<no title> — BIOS-823-2020 1.0 documentation

Use this on the vm-managee cluster.

%%spark

[2]:

from pyspark import SparkContext
from pyspark.sql import SparkSession

sc =  SparkContext.getOrCreate()
spark = (
    SparkSession.builder
    .master("local")
    .appName("BIOS-823")
    .config("spark.executor.cores", 4)
    .getOrCreate()
)

1. Low-level API

Create an RDD with numbers from 1 to 100
Remove all numbers not divisible by 3
Square the numbers
Find the remainder modulo 7
Count the frequency of each digit from 0-6

[ ]:

2. High-level API

[40]:

from sklearn.datasets import load_iris
data, target = load_iris(return_X_y=True)

§ **PROMPT 1**: Say whether each statement agrees with the Spark exercise page, answering yes or no and quoting the words from the page that decide it: (a) the Spark session's master is set to local; (b) the executor cores setting is 8; (c) the iris data is loaded with return_X_y set to True.
§ **PROMPT 2**: Print, word for word, the part of the Spark exercise page starting with "Create an RDD" and going on through "target = load_iris(return_X_y=True)".
§ **PROMPT 3**: Carry on the Spark exercise page from the point where it stops.
The records have no connection to the Spark exercise page.

§ **ENTRIES SUPPLIED**:
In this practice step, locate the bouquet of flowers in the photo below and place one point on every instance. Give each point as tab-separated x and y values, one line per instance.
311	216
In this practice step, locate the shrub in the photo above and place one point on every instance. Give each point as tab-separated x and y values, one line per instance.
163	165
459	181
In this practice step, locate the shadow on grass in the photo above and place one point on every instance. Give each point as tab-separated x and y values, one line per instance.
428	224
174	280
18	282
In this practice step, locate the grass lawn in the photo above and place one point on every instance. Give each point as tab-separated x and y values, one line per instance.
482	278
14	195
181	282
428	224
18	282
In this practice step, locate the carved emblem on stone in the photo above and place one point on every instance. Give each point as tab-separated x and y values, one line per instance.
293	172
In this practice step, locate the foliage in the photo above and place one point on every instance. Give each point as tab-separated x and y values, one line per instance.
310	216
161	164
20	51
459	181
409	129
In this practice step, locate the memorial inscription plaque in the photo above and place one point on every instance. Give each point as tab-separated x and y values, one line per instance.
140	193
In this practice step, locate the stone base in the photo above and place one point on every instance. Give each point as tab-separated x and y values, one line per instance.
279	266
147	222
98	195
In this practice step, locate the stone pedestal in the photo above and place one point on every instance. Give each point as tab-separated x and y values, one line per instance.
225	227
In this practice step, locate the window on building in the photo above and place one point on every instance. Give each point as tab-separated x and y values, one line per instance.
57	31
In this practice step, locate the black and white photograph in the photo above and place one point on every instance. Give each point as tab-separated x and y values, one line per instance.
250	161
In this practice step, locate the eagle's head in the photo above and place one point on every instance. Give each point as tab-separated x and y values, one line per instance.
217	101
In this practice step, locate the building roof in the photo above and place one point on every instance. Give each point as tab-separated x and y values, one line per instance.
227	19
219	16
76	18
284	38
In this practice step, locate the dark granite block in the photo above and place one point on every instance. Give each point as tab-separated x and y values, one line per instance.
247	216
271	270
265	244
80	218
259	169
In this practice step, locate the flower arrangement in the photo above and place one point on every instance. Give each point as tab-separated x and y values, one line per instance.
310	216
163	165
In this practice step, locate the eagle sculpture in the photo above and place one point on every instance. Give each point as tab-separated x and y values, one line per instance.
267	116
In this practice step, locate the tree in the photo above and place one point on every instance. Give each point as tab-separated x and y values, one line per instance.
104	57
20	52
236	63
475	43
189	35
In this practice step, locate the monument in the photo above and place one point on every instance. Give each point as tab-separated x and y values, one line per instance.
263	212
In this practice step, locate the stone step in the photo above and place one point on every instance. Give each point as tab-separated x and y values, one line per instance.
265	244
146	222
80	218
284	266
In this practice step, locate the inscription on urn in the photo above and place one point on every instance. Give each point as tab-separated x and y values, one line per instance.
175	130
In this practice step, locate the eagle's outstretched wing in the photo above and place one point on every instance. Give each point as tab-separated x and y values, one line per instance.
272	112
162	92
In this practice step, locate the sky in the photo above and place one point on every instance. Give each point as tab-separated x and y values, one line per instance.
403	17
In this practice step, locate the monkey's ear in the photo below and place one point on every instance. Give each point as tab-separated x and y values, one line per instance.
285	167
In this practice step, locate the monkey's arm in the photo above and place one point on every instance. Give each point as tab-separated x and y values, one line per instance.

§ **TASK RESULT 1**:
(a) Yes: ".master("local")"
(b) No: ".config("spark.executor.cores", 4)"
(c) Yes: "data, target = load_iris(return_X_y=True)"

§ **TASK RESULT 2**:
Create an RDD with numbers from 1 to 100
Remove all numbers not divisible by 3
Square the numbers
Find the remainder modulo 7
Count the frequency of each digit from 0-6

[ ]:

2. High-level API

[40]:

from sklearn.datasets import load_iris
data, target = load_iris(return_X_y=True)

§ **TASK RESULT 3**:
Combine the data and target variables into a pandas DataFrame with columns [‘sepal_length’, ‘sepal_width’, ‘petal_length’, ‘petal_width’, ‘species’]
Convert into a Spark DataFrame
Find the median and IQR for all measurements by species

[ ]:

3. Spark ML

In this exercise you will use Spark to build and run a machine learning pipeline to separate ‘ham’ from ‘spam’ in SMS text messages. Then you will use the pipeline to classify SMS texts.

Create a Pandas DataFraem from the data in the fileSMSSpamCollection where each line is tab separated into (label, text). If you find that the read_xxx function in Pandas does not do the job correctly, read in the file line by line before converting to a DataFrame. Create an index column so that each row has a unique number id.
Convert to a Spark DataFrame that has two columns (klass, SMS) and split into test and training data sets with proportions 0.8 and 0.2 respectively using a random seed of 123.
Build a Spark ML pipeline consisting of the following
- StringIndexer: To convert klass into a numeric labels column
- Tokenizer: To covert SMS into a list of tokens
- StopWordsRemover: To remove “stop words” from the tokens
- CountVectorizer: To count words (use a vocabular size of 100 and minimum number of occureences of 2)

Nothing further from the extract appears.